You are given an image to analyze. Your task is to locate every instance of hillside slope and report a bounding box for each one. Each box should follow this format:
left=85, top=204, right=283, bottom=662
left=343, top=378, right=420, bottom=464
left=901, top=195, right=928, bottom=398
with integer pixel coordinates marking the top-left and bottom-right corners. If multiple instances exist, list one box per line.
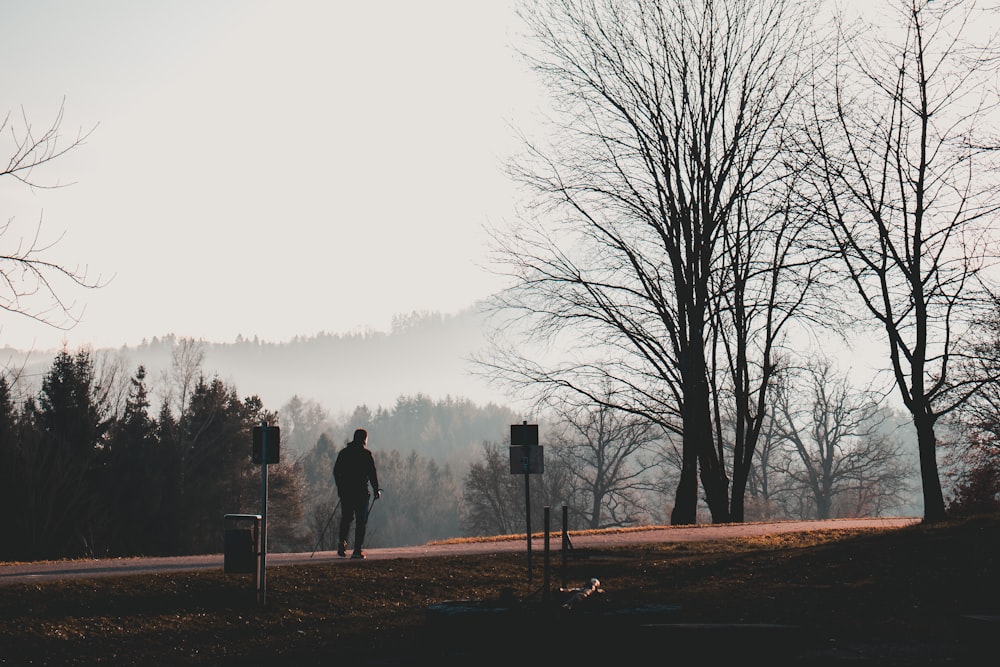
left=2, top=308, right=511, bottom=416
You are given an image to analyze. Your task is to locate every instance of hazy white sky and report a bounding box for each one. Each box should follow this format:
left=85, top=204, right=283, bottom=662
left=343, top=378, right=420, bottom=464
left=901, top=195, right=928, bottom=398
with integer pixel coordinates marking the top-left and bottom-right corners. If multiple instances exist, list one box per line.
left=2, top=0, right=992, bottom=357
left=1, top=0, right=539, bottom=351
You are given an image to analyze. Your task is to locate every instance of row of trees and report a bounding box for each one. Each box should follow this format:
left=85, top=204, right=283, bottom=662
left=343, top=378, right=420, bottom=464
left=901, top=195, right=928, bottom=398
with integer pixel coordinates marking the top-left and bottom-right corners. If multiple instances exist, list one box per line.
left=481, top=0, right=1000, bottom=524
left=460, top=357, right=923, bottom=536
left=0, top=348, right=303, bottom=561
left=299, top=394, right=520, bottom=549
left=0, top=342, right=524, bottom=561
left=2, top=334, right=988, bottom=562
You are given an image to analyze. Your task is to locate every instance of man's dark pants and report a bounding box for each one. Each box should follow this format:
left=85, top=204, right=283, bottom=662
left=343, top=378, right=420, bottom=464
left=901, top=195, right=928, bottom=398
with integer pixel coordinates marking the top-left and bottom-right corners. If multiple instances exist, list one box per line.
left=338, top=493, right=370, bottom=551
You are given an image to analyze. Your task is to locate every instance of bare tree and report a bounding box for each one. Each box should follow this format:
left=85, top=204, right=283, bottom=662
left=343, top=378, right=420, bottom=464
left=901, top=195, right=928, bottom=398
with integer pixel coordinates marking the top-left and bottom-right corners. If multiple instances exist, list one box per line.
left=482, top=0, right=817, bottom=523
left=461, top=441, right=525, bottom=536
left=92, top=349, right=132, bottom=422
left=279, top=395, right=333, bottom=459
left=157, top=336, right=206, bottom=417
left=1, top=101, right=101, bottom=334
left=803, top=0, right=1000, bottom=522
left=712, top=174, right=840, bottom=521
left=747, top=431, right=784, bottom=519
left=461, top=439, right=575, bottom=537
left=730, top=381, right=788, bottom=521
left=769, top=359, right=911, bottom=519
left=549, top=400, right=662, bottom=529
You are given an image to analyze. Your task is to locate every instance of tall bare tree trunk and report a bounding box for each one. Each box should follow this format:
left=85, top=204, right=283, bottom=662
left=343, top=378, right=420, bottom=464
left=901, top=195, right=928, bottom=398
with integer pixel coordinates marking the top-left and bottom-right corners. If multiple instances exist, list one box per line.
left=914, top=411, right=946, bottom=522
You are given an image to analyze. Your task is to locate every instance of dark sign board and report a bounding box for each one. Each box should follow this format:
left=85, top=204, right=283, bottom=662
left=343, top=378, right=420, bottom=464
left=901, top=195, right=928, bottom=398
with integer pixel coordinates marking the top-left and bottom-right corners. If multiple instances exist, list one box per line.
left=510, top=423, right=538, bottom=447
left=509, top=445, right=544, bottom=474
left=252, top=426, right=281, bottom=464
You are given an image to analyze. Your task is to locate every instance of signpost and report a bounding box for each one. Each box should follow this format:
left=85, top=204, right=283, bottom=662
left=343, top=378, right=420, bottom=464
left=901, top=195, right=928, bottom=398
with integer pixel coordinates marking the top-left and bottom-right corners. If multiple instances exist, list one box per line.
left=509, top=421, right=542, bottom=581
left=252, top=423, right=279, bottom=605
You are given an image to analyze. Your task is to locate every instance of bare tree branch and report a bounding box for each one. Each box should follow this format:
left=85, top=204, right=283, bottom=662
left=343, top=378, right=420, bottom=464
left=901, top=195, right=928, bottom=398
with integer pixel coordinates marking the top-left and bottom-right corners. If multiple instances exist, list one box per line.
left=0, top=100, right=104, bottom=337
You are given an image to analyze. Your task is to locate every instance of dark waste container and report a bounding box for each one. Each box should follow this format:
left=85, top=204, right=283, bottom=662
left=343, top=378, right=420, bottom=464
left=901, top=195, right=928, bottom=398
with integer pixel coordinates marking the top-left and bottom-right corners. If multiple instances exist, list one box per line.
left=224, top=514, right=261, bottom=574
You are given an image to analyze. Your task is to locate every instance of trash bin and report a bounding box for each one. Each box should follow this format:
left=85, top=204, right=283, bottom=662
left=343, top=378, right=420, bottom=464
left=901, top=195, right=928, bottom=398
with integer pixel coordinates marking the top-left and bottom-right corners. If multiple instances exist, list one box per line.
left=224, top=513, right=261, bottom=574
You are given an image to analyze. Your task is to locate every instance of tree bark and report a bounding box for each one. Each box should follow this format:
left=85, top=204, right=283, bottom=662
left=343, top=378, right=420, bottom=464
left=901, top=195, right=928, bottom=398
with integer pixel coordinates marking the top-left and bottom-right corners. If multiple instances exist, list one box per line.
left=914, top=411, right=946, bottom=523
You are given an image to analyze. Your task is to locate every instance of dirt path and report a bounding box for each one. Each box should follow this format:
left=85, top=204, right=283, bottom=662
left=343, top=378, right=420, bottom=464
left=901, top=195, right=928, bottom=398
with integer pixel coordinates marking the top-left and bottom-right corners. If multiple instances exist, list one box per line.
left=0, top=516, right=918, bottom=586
* * *
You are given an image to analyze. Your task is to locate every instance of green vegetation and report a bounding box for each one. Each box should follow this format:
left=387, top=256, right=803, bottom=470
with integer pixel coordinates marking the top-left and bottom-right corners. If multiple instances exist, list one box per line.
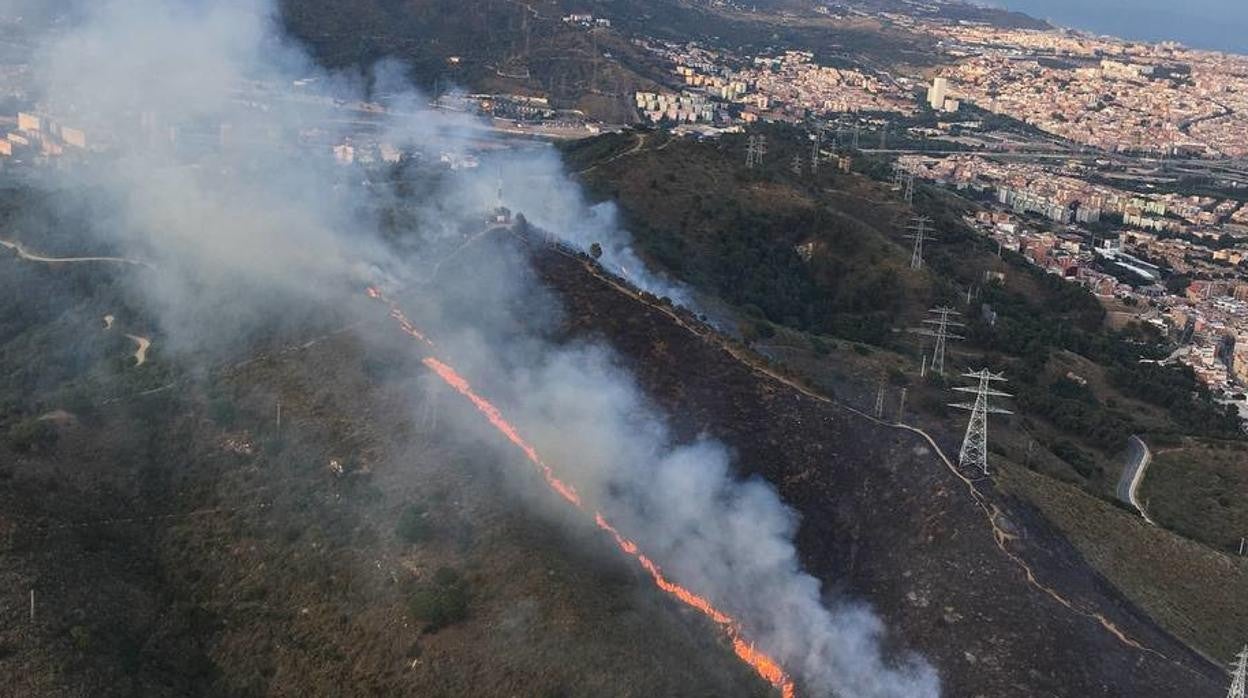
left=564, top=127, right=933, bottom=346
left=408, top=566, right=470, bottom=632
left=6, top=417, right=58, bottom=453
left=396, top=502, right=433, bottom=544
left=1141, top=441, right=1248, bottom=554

#### [Task item]
Your answer should be all lines from the data that contain "bare".

#### [Written solution]
You are given an image to analyze. Your task is to locate every instance of bare tree and report a bounding box for each one. Each box should follow this format:
You are given an image to analyze. Your task is to locate every instance of tall bare tree trunk and report a bounding box for each one. Each box should follow this format:
You are given an image to analyze. Your task is to locate every instance of bare tree branch and report a bounding box for each one. Each box should follow this format:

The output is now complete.